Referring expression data
=== Section Start ===

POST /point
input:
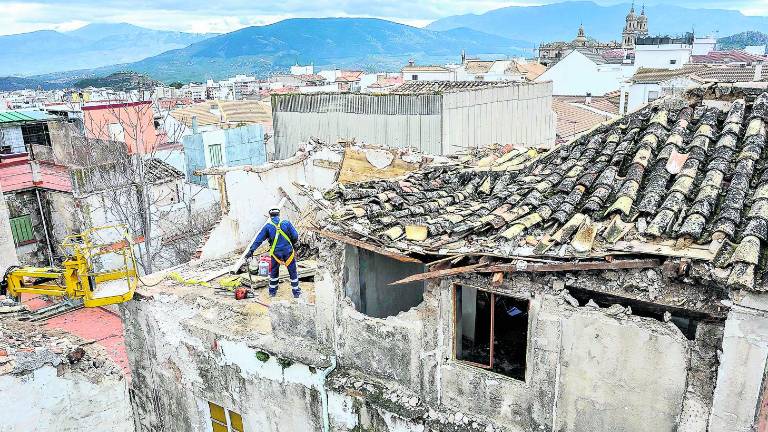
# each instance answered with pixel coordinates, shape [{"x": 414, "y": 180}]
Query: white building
[
  {"x": 582, "y": 72},
  {"x": 704, "y": 45},
  {"x": 664, "y": 52},
  {"x": 302, "y": 70},
  {"x": 413, "y": 72}
]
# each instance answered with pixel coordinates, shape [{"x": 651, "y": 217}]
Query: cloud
[{"x": 228, "y": 15}]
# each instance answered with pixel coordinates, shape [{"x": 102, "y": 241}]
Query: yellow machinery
[{"x": 79, "y": 277}]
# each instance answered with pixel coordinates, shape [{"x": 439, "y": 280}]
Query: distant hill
[
  {"x": 121, "y": 81},
  {"x": 560, "y": 21},
  {"x": 16, "y": 83},
  {"x": 88, "y": 47},
  {"x": 363, "y": 43},
  {"x": 743, "y": 40}
]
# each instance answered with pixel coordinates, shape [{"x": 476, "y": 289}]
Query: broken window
[
  {"x": 686, "y": 321},
  {"x": 36, "y": 134},
  {"x": 491, "y": 331},
  {"x": 367, "y": 283},
  {"x": 225, "y": 420}
]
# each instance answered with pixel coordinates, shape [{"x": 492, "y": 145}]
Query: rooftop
[{"x": 683, "y": 178}]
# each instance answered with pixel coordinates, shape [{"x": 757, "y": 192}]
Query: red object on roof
[
  {"x": 349, "y": 76},
  {"x": 725, "y": 57},
  {"x": 91, "y": 324},
  {"x": 17, "y": 172}
]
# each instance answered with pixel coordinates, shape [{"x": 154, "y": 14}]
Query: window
[
  {"x": 21, "y": 229},
  {"x": 491, "y": 331},
  {"x": 116, "y": 132},
  {"x": 214, "y": 153},
  {"x": 225, "y": 420},
  {"x": 36, "y": 134},
  {"x": 368, "y": 276}
]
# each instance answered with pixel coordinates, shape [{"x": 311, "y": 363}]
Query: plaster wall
[{"x": 67, "y": 403}]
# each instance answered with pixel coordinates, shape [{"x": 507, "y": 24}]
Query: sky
[{"x": 220, "y": 16}]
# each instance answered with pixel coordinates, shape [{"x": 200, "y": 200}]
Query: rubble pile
[{"x": 27, "y": 346}]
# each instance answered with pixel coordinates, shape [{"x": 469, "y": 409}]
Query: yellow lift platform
[{"x": 79, "y": 277}]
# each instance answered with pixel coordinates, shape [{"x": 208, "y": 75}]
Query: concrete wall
[
  {"x": 7, "y": 249},
  {"x": 520, "y": 115},
  {"x": 251, "y": 195},
  {"x": 46, "y": 401},
  {"x": 588, "y": 369},
  {"x": 390, "y": 120},
  {"x": 432, "y": 123}
]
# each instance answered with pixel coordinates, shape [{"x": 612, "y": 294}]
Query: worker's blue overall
[{"x": 282, "y": 236}]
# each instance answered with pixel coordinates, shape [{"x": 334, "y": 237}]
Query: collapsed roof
[{"x": 681, "y": 178}]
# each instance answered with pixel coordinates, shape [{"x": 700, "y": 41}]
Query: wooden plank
[
  {"x": 523, "y": 266},
  {"x": 664, "y": 249},
  {"x": 437, "y": 274},
  {"x": 367, "y": 246}
]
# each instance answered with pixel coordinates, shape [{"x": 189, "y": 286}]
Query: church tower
[
  {"x": 629, "y": 36},
  {"x": 642, "y": 23}
]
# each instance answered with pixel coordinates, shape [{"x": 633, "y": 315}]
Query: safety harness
[{"x": 279, "y": 233}]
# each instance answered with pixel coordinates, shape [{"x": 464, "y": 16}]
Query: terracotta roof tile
[{"x": 685, "y": 179}]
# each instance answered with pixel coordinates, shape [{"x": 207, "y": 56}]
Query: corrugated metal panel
[
  {"x": 23, "y": 116},
  {"x": 427, "y": 104}
]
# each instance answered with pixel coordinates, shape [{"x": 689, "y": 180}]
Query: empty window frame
[
  {"x": 36, "y": 134},
  {"x": 491, "y": 331},
  {"x": 21, "y": 229},
  {"x": 223, "y": 420},
  {"x": 214, "y": 153}
]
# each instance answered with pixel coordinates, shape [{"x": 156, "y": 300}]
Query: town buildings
[
  {"x": 509, "y": 292},
  {"x": 35, "y": 184}
]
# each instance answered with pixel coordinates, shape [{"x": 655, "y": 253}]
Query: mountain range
[
  {"x": 88, "y": 47},
  {"x": 560, "y": 21},
  {"x": 360, "y": 43},
  {"x": 50, "y": 58}
]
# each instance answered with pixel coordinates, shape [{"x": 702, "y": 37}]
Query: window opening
[
  {"x": 223, "y": 420},
  {"x": 686, "y": 321},
  {"x": 21, "y": 230},
  {"x": 491, "y": 331}
]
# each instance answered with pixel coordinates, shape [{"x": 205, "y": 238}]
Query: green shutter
[
  {"x": 214, "y": 151},
  {"x": 21, "y": 228}
]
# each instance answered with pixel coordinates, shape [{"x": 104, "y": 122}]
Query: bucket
[{"x": 265, "y": 264}]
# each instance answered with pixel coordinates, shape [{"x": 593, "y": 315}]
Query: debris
[{"x": 76, "y": 355}]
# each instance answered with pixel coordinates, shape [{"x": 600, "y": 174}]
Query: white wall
[
  {"x": 576, "y": 75},
  {"x": 44, "y": 402},
  {"x": 429, "y": 76},
  {"x": 662, "y": 56},
  {"x": 251, "y": 196}
]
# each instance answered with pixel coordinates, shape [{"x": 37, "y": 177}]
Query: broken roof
[
  {"x": 682, "y": 178},
  {"x": 159, "y": 171}
]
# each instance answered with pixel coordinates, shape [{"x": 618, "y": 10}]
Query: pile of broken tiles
[{"x": 687, "y": 172}]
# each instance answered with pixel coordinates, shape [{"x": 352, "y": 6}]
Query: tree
[{"x": 121, "y": 176}]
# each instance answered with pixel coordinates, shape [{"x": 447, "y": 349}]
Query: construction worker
[{"x": 282, "y": 237}]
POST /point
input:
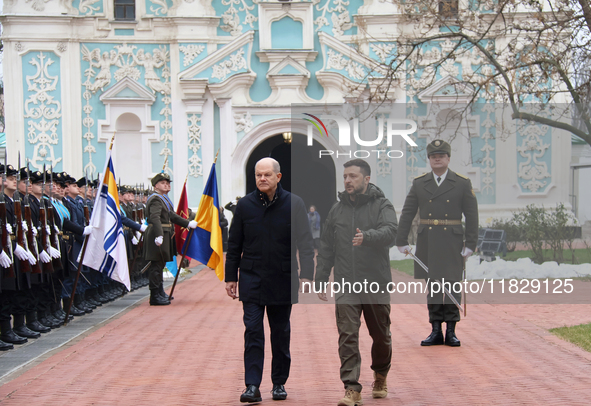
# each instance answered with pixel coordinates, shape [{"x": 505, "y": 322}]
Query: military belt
[{"x": 435, "y": 222}]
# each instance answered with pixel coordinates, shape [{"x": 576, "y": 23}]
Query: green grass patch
[
  {"x": 582, "y": 255},
  {"x": 578, "y": 335},
  {"x": 404, "y": 265}
]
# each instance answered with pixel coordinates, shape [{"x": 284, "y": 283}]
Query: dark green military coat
[
  {"x": 159, "y": 219},
  {"x": 440, "y": 247}
]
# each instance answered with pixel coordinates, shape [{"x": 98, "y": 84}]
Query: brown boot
[
  {"x": 352, "y": 398},
  {"x": 380, "y": 387}
]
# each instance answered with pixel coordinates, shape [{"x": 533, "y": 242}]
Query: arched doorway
[
  {"x": 127, "y": 150},
  {"x": 304, "y": 174}
]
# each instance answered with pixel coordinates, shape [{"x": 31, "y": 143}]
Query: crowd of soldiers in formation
[{"x": 44, "y": 219}]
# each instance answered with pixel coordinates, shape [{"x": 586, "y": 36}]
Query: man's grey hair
[{"x": 276, "y": 166}]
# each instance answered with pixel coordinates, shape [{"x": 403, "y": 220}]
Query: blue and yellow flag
[
  {"x": 106, "y": 250},
  {"x": 205, "y": 241}
]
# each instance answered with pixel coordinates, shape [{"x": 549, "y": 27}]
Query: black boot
[
  {"x": 80, "y": 304},
  {"x": 21, "y": 329},
  {"x": 251, "y": 394},
  {"x": 9, "y": 336},
  {"x": 5, "y": 346},
  {"x": 91, "y": 297},
  {"x": 450, "y": 334},
  {"x": 74, "y": 311},
  {"x": 34, "y": 324},
  {"x": 156, "y": 299},
  {"x": 163, "y": 293},
  {"x": 436, "y": 336}
]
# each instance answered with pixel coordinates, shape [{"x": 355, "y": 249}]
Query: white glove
[
  {"x": 21, "y": 253},
  {"x": 32, "y": 259},
  {"x": 466, "y": 252},
  {"x": 5, "y": 260},
  {"x": 404, "y": 249},
  {"x": 44, "y": 257},
  {"x": 54, "y": 253}
]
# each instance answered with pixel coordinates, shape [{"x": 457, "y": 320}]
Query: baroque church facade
[{"x": 178, "y": 80}]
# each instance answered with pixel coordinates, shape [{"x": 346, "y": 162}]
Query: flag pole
[
  {"x": 186, "y": 245},
  {"x": 66, "y": 319},
  {"x": 178, "y": 271}
]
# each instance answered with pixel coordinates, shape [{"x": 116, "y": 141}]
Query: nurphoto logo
[{"x": 395, "y": 127}]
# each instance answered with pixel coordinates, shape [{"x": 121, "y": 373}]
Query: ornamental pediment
[
  {"x": 347, "y": 61},
  {"x": 288, "y": 67},
  {"x": 233, "y": 58},
  {"x": 128, "y": 89}
]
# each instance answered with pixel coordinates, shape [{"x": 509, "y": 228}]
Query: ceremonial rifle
[
  {"x": 86, "y": 209},
  {"x": 45, "y": 236},
  {"x": 31, "y": 239},
  {"x": 55, "y": 243},
  {"x": 445, "y": 289},
  {"x": 4, "y": 235},
  {"x": 21, "y": 237}
]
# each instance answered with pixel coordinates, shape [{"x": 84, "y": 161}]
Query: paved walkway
[{"x": 190, "y": 353}]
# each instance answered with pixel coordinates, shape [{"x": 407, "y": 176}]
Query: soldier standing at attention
[
  {"x": 442, "y": 197},
  {"x": 159, "y": 245}
]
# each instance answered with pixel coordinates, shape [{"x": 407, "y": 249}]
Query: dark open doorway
[{"x": 304, "y": 173}]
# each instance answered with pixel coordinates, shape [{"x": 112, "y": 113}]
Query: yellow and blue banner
[
  {"x": 205, "y": 241},
  {"x": 106, "y": 250}
]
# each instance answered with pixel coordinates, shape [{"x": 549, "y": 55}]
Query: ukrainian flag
[{"x": 205, "y": 241}]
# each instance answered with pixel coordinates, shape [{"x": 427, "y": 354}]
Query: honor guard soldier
[
  {"x": 442, "y": 197},
  {"x": 160, "y": 247}
]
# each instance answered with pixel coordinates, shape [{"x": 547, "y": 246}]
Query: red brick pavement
[{"x": 190, "y": 353}]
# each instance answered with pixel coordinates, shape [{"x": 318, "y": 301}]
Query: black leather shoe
[
  {"x": 38, "y": 327},
  {"x": 75, "y": 311},
  {"x": 11, "y": 337},
  {"x": 251, "y": 394},
  {"x": 163, "y": 294},
  {"x": 23, "y": 331},
  {"x": 279, "y": 392},
  {"x": 450, "y": 335},
  {"x": 157, "y": 300},
  {"x": 5, "y": 346},
  {"x": 436, "y": 336}
]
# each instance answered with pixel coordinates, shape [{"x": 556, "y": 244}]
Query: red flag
[{"x": 182, "y": 210}]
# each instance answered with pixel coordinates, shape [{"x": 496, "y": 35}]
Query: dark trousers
[
  {"x": 377, "y": 319},
  {"x": 440, "y": 307},
  {"x": 155, "y": 274},
  {"x": 254, "y": 342}
]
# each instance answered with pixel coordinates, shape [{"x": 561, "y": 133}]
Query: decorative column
[{"x": 227, "y": 145}]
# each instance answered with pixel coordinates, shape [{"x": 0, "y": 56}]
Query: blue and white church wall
[{"x": 189, "y": 78}]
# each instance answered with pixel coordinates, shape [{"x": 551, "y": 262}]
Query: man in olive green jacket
[
  {"x": 441, "y": 197},
  {"x": 358, "y": 233},
  {"x": 159, "y": 245}
]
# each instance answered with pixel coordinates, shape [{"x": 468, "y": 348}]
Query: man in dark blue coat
[{"x": 269, "y": 226}]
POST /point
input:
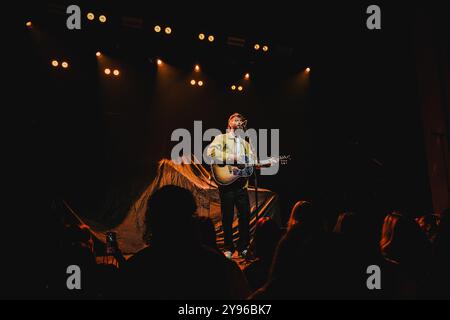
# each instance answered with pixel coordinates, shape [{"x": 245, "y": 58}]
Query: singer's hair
[{"x": 234, "y": 115}]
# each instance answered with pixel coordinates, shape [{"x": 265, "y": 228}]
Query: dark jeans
[{"x": 230, "y": 196}]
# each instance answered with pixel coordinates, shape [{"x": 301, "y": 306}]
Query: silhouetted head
[
  {"x": 402, "y": 240},
  {"x": 429, "y": 223},
  {"x": 169, "y": 217}
]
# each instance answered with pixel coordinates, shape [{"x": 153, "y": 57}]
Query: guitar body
[{"x": 225, "y": 174}]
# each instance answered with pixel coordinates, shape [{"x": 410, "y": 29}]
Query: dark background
[{"x": 352, "y": 127}]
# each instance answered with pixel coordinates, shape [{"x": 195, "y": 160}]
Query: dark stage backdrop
[{"x": 352, "y": 126}]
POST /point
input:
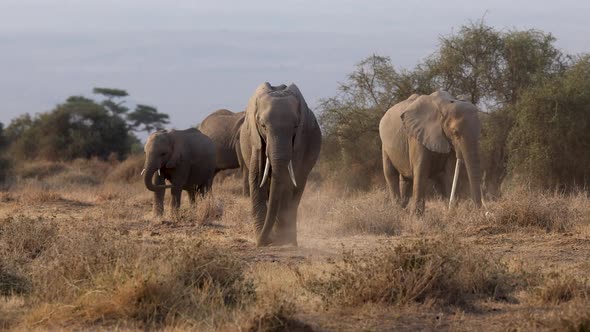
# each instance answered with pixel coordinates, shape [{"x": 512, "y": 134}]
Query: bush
[
  {"x": 549, "y": 143},
  {"x": 417, "y": 272},
  {"x": 96, "y": 276},
  {"x": 523, "y": 210}
]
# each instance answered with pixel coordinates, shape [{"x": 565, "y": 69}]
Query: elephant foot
[
  {"x": 263, "y": 242},
  {"x": 285, "y": 240}
]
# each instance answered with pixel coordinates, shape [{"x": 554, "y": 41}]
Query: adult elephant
[
  {"x": 186, "y": 158},
  {"x": 280, "y": 142},
  {"x": 419, "y": 135},
  {"x": 223, "y": 127}
]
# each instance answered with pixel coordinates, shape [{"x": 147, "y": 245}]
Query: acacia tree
[
  {"x": 550, "y": 143},
  {"x": 111, "y": 96},
  {"x": 146, "y": 118},
  {"x": 468, "y": 62},
  {"x": 350, "y": 120}
]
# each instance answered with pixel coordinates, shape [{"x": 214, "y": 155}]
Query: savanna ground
[{"x": 77, "y": 252}]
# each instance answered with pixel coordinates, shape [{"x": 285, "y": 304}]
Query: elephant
[
  {"x": 280, "y": 143},
  {"x": 223, "y": 127},
  {"x": 419, "y": 135},
  {"x": 186, "y": 158}
]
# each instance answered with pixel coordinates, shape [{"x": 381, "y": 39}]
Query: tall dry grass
[
  {"x": 78, "y": 254},
  {"x": 439, "y": 271}
]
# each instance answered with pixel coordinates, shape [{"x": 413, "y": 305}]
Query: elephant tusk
[
  {"x": 266, "y": 169},
  {"x": 455, "y": 179},
  {"x": 291, "y": 173}
]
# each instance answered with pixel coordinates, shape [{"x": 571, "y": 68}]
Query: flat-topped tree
[
  {"x": 111, "y": 95},
  {"x": 147, "y": 118}
]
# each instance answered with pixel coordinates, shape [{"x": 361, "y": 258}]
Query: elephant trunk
[
  {"x": 278, "y": 183},
  {"x": 470, "y": 154},
  {"x": 148, "y": 176}
]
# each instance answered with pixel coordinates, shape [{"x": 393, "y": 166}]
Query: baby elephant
[{"x": 186, "y": 158}]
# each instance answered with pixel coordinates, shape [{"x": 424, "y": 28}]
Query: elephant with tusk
[
  {"x": 419, "y": 136},
  {"x": 186, "y": 158},
  {"x": 280, "y": 142}
]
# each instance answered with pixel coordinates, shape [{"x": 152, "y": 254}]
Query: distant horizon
[{"x": 191, "y": 59}]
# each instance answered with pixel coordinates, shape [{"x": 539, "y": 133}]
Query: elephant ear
[
  {"x": 176, "y": 145},
  {"x": 422, "y": 120},
  {"x": 305, "y": 116}
]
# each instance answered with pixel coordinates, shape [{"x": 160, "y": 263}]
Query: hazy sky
[{"x": 189, "y": 58}]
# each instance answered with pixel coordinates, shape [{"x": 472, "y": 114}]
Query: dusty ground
[{"x": 330, "y": 223}]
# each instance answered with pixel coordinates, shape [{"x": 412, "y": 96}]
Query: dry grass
[
  {"x": 95, "y": 276},
  {"x": 85, "y": 254},
  {"x": 561, "y": 287},
  {"x": 418, "y": 272}
]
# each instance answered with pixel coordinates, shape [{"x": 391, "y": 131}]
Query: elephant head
[
  {"x": 159, "y": 153},
  {"x": 441, "y": 122},
  {"x": 276, "y": 120}
]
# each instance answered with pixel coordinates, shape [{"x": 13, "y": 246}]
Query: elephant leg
[
  {"x": 405, "y": 192},
  {"x": 419, "y": 186},
  {"x": 440, "y": 185},
  {"x": 286, "y": 226},
  {"x": 258, "y": 196},
  {"x": 246, "y": 183},
  {"x": 158, "y": 206},
  {"x": 391, "y": 177},
  {"x": 192, "y": 195},
  {"x": 175, "y": 201}
]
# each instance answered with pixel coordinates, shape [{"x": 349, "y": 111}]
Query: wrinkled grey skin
[
  {"x": 186, "y": 158},
  {"x": 223, "y": 127},
  {"x": 278, "y": 126},
  {"x": 419, "y": 137}
]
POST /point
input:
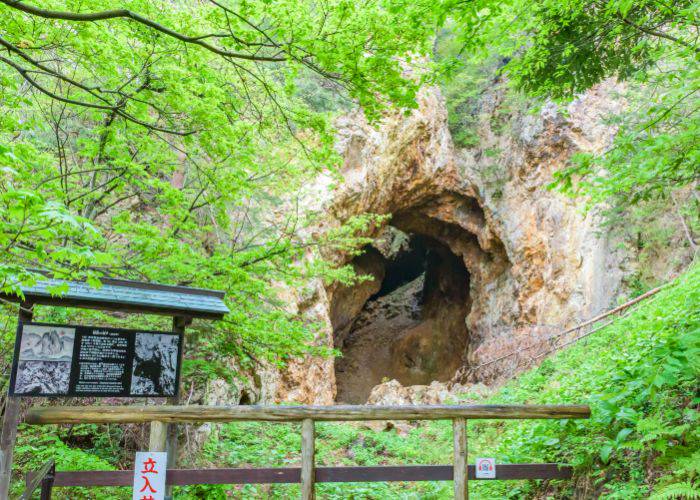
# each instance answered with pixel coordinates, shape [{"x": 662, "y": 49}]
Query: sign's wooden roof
[{"x": 129, "y": 296}]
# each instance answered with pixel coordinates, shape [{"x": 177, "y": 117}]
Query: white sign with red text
[
  {"x": 486, "y": 468},
  {"x": 149, "y": 475}
]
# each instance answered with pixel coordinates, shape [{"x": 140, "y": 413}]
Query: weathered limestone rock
[{"x": 534, "y": 263}]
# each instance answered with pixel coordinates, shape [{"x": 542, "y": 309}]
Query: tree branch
[{"x": 127, "y": 14}]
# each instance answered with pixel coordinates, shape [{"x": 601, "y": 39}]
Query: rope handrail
[{"x": 619, "y": 309}]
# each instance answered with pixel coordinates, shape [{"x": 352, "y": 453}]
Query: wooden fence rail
[
  {"x": 308, "y": 474},
  {"x": 339, "y": 413}
]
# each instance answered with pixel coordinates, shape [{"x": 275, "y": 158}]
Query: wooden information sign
[{"x": 66, "y": 360}]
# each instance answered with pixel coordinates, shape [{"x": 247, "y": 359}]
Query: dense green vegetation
[{"x": 640, "y": 376}]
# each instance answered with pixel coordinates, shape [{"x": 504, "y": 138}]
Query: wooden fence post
[
  {"x": 158, "y": 437},
  {"x": 459, "y": 431},
  {"x": 308, "y": 472},
  {"x": 10, "y": 420}
]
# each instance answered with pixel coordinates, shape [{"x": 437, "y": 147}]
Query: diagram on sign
[
  {"x": 155, "y": 364},
  {"x": 61, "y": 360},
  {"x": 44, "y": 361}
]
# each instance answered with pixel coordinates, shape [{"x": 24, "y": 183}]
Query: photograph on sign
[
  {"x": 44, "y": 360},
  {"x": 69, "y": 360},
  {"x": 149, "y": 475},
  {"x": 486, "y": 468},
  {"x": 155, "y": 364}
]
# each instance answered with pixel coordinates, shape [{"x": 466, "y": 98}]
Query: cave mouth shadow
[{"x": 408, "y": 324}]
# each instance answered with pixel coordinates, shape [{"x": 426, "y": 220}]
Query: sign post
[
  {"x": 10, "y": 421},
  {"x": 65, "y": 360}
]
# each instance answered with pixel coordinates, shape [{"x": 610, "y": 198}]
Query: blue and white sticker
[{"x": 486, "y": 468}]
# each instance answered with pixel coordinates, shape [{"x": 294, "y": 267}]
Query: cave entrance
[{"x": 408, "y": 323}]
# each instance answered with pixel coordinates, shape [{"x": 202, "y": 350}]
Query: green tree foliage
[{"x": 170, "y": 142}]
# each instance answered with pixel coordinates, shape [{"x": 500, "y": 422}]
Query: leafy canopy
[{"x": 170, "y": 142}]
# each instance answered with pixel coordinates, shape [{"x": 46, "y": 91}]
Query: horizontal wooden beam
[
  {"x": 182, "y": 414},
  {"x": 181, "y": 477}
]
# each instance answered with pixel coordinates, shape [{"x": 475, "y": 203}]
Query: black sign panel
[{"x": 65, "y": 360}]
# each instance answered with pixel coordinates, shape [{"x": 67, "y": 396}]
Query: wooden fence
[{"x": 308, "y": 474}]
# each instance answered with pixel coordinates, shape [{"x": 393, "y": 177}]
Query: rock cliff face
[{"x": 477, "y": 258}]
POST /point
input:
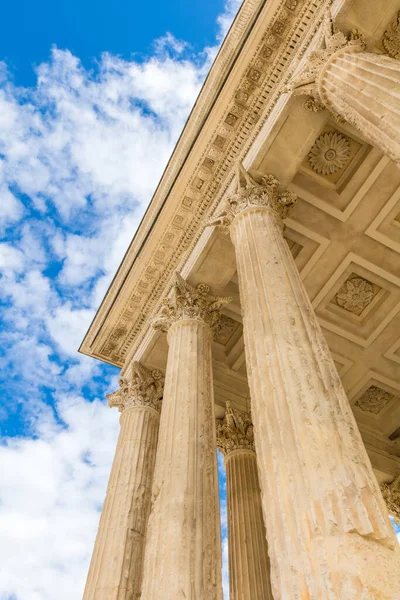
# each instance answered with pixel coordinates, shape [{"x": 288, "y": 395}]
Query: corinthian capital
[
  {"x": 306, "y": 82},
  {"x": 188, "y": 302},
  {"x": 391, "y": 494},
  {"x": 142, "y": 388},
  {"x": 234, "y": 431},
  {"x": 250, "y": 193}
]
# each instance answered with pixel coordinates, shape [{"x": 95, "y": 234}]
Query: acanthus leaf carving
[
  {"x": 391, "y": 495},
  {"x": 188, "y": 302},
  {"x": 144, "y": 387},
  {"x": 234, "y": 431},
  {"x": 391, "y": 38},
  {"x": 250, "y": 193},
  {"x": 306, "y": 82}
]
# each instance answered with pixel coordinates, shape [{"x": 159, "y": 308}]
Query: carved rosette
[
  {"x": 330, "y": 153},
  {"x": 355, "y": 295},
  {"x": 234, "y": 431},
  {"x": 194, "y": 303},
  {"x": 143, "y": 388},
  {"x": 333, "y": 41},
  {"x": 249, "y": 193},
  {"x": 391, "y": 494}
]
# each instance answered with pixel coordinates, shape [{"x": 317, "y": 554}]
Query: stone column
[
  {"x": 249, "y": 568},
  {"x": 183, "y": 550},
  {"x": 358, "y": 87},
  {"x": 329, "y": 535},
  {"x": 116, "y": 567}
]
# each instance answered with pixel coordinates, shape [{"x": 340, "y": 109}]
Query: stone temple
[{"x": 257, "y": 310}]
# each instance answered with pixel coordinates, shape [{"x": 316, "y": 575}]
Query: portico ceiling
[{"x": 344, "y": 231}]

=== Section End ===

To do — Restate, word for word and without pictures, the lines from the line containing "Query: black sign panel" to the last line of the records above.

Response box —
Query: black sign panel
[{"x": 65, "y": 360}]
# each instance answered with pixel coordinates, shape [{"x": 67, "y": 396}]
Query: wooden fence
[{"x": 308, "y": 474}]
# each instance answered with pixel coordinates, shape [{"x": 393, "y": 177}]
Query: rock cliff face
[{"x": 477, "y": 258}]
POST /point
input:
# each instance answered with pixel coordinates, shape [{"x": 288, "y": 395}]
Query: corinthian capital
[
  {"x": 306, "y": 82},
  {"x": 188, "y": 302},
  {"x": 391, "y": 494},
  {"x": 142, "y": 388},
  {"x": 234, "y": 431},
  {"x": 250, "y": 193}
]
# each instance answered with pixel coordinates, shape [{"x": 95, "y": 234}]
Query: acanthus leaf carving
[
  {"x": 391, "y": 495},
  {"x": 188, "y": 302},
  {"x": 144, "y": 387},
  {"x": 234, "y": 431},
  {"x": 391, "y": 38},
  {"x": 250, "y": 193},
  {"x": 306, "y": 82}
]
# each instance answered with pixel coordinates, shape [{"x": 159, "y": 308}]
Query: carved rosette
[
  {"x": 330, "y": 153},
  {"x": 355, "y": 295},
  {"x": 234, "y": 431},
  {"x": 194, "y": 303},
  {"x": 143, "y": 388},
  {"x": 333, "y": 41},
  {"x": 249, "y": 193},
  {"x": 391, "y": 494}
]
# each instance answered with pixel coordinates, shape [{"x": 317, "y": 554}]
Query: stone column
[
  {"x": 249, "y": 568},
  {"x": 183, "y": 550},
  {"x": 358, "y": 87},
  {"x": 329, "y": 535},
  {"x": 116, "y": 567}
]
# each instance answered with pixel coordinates, shape [{"x": 340, "y": 109}]
Query: stone temple
[{"x": 257, "y": 310}]
# each instance answered with pixel coordinates, shape [{"x": 316, "y": 575}]
Query: portico ceiling
[{"x": 344, "y": 231}]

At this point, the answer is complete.